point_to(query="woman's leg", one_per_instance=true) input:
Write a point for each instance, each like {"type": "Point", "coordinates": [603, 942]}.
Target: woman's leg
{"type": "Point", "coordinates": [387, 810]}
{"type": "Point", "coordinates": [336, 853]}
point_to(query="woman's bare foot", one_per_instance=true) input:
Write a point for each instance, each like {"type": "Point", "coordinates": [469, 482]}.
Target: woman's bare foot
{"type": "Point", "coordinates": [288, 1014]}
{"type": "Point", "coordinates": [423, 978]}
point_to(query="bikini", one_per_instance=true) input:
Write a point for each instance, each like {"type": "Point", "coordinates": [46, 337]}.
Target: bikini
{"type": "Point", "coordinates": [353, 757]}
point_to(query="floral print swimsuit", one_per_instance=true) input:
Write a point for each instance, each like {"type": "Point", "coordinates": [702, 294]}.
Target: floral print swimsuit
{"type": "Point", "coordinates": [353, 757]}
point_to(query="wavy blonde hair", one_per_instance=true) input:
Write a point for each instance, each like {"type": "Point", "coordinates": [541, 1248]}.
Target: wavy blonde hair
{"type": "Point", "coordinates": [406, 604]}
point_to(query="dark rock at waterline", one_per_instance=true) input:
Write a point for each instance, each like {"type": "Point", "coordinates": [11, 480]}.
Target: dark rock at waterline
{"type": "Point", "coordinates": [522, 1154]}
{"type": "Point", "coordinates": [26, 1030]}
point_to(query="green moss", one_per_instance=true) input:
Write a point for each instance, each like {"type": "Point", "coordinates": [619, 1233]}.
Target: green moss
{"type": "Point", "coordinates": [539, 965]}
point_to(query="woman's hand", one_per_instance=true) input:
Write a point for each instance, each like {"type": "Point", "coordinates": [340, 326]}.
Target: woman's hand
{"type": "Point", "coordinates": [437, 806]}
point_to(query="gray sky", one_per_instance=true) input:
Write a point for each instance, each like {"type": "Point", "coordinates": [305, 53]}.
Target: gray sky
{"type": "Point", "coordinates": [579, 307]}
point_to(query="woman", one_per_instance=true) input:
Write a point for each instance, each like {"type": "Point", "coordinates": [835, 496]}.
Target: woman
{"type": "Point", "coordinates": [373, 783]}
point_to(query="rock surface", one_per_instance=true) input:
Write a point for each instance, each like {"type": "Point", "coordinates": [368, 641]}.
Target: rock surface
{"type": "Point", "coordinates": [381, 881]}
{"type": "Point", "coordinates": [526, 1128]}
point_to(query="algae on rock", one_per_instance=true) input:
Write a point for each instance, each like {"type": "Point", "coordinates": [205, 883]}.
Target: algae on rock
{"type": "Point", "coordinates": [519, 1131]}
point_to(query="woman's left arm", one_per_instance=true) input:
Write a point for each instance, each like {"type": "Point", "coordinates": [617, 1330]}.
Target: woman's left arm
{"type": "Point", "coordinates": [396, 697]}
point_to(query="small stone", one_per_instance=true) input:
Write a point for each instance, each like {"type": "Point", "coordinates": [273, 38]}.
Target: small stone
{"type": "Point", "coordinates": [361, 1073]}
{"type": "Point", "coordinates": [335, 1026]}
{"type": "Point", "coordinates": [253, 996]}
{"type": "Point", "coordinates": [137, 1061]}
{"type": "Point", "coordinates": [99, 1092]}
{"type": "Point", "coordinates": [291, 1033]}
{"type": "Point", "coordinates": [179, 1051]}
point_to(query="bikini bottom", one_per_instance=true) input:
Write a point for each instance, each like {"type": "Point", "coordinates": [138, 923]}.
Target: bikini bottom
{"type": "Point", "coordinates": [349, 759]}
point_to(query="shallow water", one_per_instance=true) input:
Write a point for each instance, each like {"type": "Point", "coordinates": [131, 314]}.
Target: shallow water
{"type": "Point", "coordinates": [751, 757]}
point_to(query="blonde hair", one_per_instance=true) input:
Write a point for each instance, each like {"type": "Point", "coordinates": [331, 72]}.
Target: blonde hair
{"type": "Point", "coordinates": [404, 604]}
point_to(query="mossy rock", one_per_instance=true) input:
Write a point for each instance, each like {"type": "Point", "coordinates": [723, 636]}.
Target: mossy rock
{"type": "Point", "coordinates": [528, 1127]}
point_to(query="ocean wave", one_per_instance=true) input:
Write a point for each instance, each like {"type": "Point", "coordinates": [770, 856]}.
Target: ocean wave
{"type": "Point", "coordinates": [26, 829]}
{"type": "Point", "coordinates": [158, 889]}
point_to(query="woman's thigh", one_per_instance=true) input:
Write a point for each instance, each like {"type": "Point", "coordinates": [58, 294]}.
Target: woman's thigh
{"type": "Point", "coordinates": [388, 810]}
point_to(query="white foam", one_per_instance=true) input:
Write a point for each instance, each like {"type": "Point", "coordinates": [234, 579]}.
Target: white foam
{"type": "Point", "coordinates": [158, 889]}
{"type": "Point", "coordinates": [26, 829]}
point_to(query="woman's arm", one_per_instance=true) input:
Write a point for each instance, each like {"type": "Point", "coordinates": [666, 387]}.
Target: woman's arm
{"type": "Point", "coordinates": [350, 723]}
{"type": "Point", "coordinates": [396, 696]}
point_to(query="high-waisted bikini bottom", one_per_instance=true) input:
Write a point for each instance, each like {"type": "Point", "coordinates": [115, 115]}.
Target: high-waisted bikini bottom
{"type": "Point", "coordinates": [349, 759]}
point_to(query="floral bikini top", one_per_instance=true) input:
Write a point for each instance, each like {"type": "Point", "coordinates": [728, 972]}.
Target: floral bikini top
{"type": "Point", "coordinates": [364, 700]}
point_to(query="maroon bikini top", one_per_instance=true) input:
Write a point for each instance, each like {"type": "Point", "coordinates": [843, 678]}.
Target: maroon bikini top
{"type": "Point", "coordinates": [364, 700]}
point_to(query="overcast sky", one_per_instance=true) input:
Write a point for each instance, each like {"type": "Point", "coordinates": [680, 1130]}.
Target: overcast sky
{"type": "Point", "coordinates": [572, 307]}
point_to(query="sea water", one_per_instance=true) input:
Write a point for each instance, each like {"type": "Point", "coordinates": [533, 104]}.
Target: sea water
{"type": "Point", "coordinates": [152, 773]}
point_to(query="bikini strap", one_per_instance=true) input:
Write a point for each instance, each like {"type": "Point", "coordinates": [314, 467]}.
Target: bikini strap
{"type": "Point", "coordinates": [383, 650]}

REQUIRED ACTION → Write out the material above exactly and in full.

OUTPUT OF THE TASK →
point_to(query="woman's leg", one_per_instance=true) input:
Write a point for each instance, each like {"type": "Point", "coordinates": [603, 942]}.
Target: woman's leg
{"type": "Point", "coordinates": [387, 810]}
{"type": "Point", "coordinates": [336, 853]}
point_to(query="woman's bare foot", one_per_instance=true) input:
Write a point for each instance, each like {"type": "Point", "coordinates": [469, 482]}.
Target: woman's bare foot
{"type": "Point", "coordinates": [288, 1014]}
{"type": "Point", "coordinates": [423, 978]}
point_to(query="bikini", one_per_instance=true) input:
Write a point for each instance, each like {"type": "Point", "coordinates": [46, 337]}.
Target: bikini
{"type": "Point", "coordinates": [353, 757]}
point_to(query="floral print swimsuit", one_per_instance=true) input:
Write a point for each instance, each like {"type": "Point", "coordinates": [702, 294]}.
Target: floral print swimsuit
{"type": "Point", "coordinates": [353, 757]}
point_to(query="wavy blonde hair", one_per_instance=true) input:
Write a point for each instance, each like {"type": "Point", "coordinates": [541, 1248]}.
Target: wavy blonde hair
{"type": "Point", "coordinates": [406, 604]}
point_to(query="dark rock at waterline", one_per_instance=true) input:
Write a point for each instance, each like {"type": "Point", "coordinates": [11, 480]}.
Target: dark rock at waterline
{"type": "Point", "coordinates": [522, 1154]}
{"type": "Point", "coordinates": [26, 1030]}
point_to(query="green moss", one_per_instance=true) input:
Write a point for each instance, each like {"type": "Point", "coordinates": [619, 1233]}.
Target: green moss
{"type": "Point", "coordinates": [539, 965]}
point_to(query="woman's hand", one_per_instance=true) input:
Write a point for each instance, each like {"type": "Point", "coordinates": [340, 326]}.
Target: woman's hand
{"type": "Point", "coordinates": [437, 806]}
point_to(query="gray sky", one_per_instance=true) input:
Write a point for each instance, each like {"type": "Point", "coordinates": [305, 53]}.
Target: gray sky
{"type": "Point", "coordinates": [579, 307]}
point_to(query="woman", one_per_instance=true) input:
Write a point for each instance, each like {"type": "Point", "coordinates": [835, 496]}.
Target: woman
{"type": "Point", "coordinates": [373, 783]}
point_to(query="rock surface", one_per_instance=true) input:
Write a point for each instance, each like {"type": "Point", "coordinates": [368, 641]}.
Target: rock surface
{"type": "Point", "coordinates": [381, 881]}
{"type": "Point", "coordinates": [526, 1128]}
point_to(query="algae on rock", one_per_instance=true) input:
Write a point for each instance, each like {"type": "Point", "coordinates": [205, 883]}.
Target: algae on rock
{"type": "Point", "coordinates": [519, 1131]}
point_to(query="woman's left arm", one_per_instance=true) input:
Write a point for each instance, each like {"type": "Point", "coordinates": [617, 1330]}.
Target: woman's left arm
{"type": "Point", "coordinates": [396, 697]}
point_to(query="small stone", one_per_instance=true) input:
Write a point for each instance, each like {"type": "Point", "coordinates": [273, 38]}.
Target: small stone
{"type": "Point", "coordinates": [361, 1073]}
{"type": "Point", "coordinates": [335, 1026]}
{"type": "Point", "coordinates": [253, 996]}
{"type": "Point", "coordinates": [137, 1061]}
{"type": "Point", "coordinates": [99, 1092]}
{"type": "Point", "coordinates": [291, 1033]}
{"type": "Point", "coordinates": [179, 1051]}
point_to(query="bikini bottom", one_per_instance=true) input:
Write a point for each instance, each like {"type": "Point", "coordinates": [138, 923]}.
Target: bikini bottom
{"type": "Point", "coordinates": [349, 759]}
point_to(query="shallow water", one_per_instance=true) input:
Write a point for each instance, each like {"type": "Point", "coordinates": [131, 314]}.
Target: shallow water
{"type": "Point", "coordinates": [751, 757]}
point_to(query="blonde hair", one_per_instance=true) input:
Write a point for each instance, each like {"type": "Point", "coordinates": [331, 72]}.
Target: blonde hair
{"type": "Point", "coordinates": [404, 604]}
point_to(query="mossy rock", one_per_instance=true) input:
Write a point for each instance, each like {"type": "Point", "coordinates": [723, 636]}.
Target: mossy rock
{"type": "Point", "coordinates": [528, 1127]}
point_to(query="ocean wave", one_per_instance=true) input:
Write a point for each instance, each like {"type": "Point", "coordinates": [770, 856]}.
Target: ocean wave
{"type": "Point", "coordinates": [26, 829]}
{"type": "Point", "coordinates": [158, 889]}
point_to(query="woman's thigh", one_per_instance=true) input:
Write a point for each instance, each like {"type": "Point", "coordinates": [58, 294]}.
Target: woman's thigh
{"type": "Point", "coordinates": [388, 810]}
point_to(query="white foam", one_per_instance=true) input:
Write a point for each instance, each like {"type": "Point", "coordinates": [234, 579]}.
Target: white foam
{"type": "Point", "coordinates": [158, 889]}
{"type": "Point", "coordinates": [26, 829]}
point_to(query="woman's arm", one_per_instance=true) input:
Write a point for each instance, each like {"type": "Point", "coordinates": [666, 387]}.
Target: woman's arm
{"type": "Point", "coordinates": [350, 723]}
{"type": "Point", "coordinates": [396, 696]}
point_to(query="high-waisted bikini bottom", one_per_instance=true) input:
Write a point for each instance, each like {"type": "Point", "coordinates": [115, 115]}.
Target: high-waisted bikini bottom
{"type": "Point", "coordinates": [349, 759]}
point_to(query="floral bikini top", one_per_instance=true) input:
Write a point for each instance, each like {"type": "Point", "coordinates": [728, 972]}.
Target: floral bikini top
{"type": "Point", "coordinates": [364, 700]}
point_to(query="maroon bikini top", one_per_instance=true) input:
Write a point for each instance, each like {"type": "Point", "coordinates": [843, 678]}.
Target: maroon bikini top
{"type": "Point", "coordinates": [364, 700]}
point_to(query="overcast sky", one_per_instance=true) input:
Write a point for each instance, each like {"type": "Point", "coordinates": [680, 1130]}.
Target: overcast sky
{"type": "Point", "coordinates": [572, 307]}
point_to(query="sea water", one_per_instance=true) input:
Write a point for each instance, each like {"type": "Point", "coordinates": [533, 104]}.
Target: sea water
{"type": "Point", "coordinates": [152, 773]}
point_to(query="bikini strap", one_per_instance=true) input:
Write a point for each instance, each like {"type": "Point", "coordinates": [314, 467]}.
Target: bikini strap
{"type": "Point", "coordinates": [383, 650]}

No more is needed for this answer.